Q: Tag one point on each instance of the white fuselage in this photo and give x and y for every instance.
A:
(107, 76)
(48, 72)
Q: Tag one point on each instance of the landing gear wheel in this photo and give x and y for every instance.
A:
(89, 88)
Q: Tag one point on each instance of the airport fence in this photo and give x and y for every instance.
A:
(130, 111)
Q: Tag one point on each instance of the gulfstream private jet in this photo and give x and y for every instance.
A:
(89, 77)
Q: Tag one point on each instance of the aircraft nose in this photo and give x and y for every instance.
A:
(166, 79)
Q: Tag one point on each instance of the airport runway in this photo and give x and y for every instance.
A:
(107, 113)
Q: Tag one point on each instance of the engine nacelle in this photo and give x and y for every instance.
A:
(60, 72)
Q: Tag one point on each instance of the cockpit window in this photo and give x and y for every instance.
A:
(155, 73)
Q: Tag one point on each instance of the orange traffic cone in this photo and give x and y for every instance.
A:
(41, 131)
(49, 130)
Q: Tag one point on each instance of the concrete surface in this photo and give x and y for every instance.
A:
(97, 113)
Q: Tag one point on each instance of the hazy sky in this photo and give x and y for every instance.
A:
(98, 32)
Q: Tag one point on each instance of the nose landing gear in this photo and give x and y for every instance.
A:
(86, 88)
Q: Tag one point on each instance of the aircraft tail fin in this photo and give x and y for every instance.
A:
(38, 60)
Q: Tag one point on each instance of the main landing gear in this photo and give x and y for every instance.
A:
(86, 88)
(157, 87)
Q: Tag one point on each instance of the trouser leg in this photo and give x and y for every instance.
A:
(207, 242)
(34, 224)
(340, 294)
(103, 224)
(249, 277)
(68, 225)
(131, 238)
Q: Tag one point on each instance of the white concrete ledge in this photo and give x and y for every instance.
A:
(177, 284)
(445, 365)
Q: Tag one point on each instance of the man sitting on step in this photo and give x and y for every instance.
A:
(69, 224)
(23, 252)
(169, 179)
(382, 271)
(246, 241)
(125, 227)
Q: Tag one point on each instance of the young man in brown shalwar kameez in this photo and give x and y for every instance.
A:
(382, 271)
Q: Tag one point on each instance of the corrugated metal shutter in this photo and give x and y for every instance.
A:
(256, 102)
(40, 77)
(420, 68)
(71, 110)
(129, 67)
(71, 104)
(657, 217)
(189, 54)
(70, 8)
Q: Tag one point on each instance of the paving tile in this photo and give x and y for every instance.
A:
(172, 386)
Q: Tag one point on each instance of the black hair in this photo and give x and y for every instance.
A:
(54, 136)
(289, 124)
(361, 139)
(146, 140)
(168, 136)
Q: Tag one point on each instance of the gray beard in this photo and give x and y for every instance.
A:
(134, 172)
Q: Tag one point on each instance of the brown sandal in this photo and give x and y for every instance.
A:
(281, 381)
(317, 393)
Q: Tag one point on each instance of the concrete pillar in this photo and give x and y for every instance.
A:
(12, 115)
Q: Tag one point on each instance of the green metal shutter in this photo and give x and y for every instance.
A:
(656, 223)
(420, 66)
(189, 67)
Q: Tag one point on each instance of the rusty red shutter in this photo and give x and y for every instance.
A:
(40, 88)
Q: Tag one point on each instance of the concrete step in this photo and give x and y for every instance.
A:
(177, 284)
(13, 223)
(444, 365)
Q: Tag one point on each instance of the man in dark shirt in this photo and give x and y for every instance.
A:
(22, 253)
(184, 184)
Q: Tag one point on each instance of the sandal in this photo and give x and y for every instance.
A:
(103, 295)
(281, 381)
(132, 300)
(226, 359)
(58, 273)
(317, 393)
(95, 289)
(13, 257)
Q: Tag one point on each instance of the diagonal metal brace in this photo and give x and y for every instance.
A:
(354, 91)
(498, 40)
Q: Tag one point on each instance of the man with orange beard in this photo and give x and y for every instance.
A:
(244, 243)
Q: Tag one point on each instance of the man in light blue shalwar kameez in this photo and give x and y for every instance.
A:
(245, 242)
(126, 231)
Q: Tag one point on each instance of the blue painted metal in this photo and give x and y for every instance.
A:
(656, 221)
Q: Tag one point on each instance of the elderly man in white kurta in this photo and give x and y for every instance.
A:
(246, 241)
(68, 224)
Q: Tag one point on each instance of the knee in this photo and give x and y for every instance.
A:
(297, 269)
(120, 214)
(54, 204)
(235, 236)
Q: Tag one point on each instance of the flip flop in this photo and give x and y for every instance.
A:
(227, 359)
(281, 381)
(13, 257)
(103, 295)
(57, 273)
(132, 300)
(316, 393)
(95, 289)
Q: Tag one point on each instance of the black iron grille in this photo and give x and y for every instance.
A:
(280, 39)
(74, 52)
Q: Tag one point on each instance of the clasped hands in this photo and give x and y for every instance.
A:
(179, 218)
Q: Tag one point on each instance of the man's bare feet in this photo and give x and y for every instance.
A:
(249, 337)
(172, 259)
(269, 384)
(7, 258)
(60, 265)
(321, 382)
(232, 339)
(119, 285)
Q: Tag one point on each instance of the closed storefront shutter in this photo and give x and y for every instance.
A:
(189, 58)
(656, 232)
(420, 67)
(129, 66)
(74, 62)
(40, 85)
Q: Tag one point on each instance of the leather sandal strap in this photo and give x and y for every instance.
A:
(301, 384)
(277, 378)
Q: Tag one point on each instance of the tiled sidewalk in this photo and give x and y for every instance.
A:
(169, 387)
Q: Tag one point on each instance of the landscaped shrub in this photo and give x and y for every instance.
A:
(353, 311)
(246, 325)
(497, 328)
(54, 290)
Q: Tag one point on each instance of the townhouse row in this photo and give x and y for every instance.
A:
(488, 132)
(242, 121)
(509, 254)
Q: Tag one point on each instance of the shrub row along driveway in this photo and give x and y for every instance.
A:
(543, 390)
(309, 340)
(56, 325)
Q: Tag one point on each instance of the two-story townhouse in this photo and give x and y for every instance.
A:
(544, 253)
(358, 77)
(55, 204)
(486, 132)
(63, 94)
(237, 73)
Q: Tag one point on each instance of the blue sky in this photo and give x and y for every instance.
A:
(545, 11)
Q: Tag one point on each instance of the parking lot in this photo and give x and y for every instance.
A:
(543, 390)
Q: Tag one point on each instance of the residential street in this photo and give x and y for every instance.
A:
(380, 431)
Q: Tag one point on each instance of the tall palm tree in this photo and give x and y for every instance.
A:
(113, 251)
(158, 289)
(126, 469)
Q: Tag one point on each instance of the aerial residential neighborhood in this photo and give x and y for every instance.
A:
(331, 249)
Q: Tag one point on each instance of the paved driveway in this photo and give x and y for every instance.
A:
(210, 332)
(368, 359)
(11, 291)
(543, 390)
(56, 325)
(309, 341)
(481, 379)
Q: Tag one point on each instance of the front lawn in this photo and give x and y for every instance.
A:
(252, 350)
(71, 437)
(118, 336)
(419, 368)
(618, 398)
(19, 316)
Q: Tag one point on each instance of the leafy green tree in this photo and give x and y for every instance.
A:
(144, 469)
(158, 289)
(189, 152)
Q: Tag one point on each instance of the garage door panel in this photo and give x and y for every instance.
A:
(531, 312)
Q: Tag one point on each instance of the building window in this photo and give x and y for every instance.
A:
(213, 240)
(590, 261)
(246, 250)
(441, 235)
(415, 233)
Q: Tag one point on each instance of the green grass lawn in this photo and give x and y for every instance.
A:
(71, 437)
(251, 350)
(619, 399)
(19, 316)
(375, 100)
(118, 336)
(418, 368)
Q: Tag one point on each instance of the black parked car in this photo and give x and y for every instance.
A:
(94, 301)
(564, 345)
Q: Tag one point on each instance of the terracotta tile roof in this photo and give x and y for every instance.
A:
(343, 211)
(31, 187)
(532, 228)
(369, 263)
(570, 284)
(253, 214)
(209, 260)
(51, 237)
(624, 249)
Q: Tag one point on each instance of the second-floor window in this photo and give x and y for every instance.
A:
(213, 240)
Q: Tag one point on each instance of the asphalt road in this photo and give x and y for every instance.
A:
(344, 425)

● **WHAT YOU ARE ASKED TO DO**
Filter the preceding entries down to the lines with "green".

● **REPLY TO THE EXERCISE**
Q: Tag one point on each instance of the green metal shutter in this photo and give x and y for every instance.
Q: Tag one point on each instance of the leafy green tree in this photo and give x and y for every instance.
Q: Tag one point on each instance of the green grass lawn in this photo and give x and y for every instance.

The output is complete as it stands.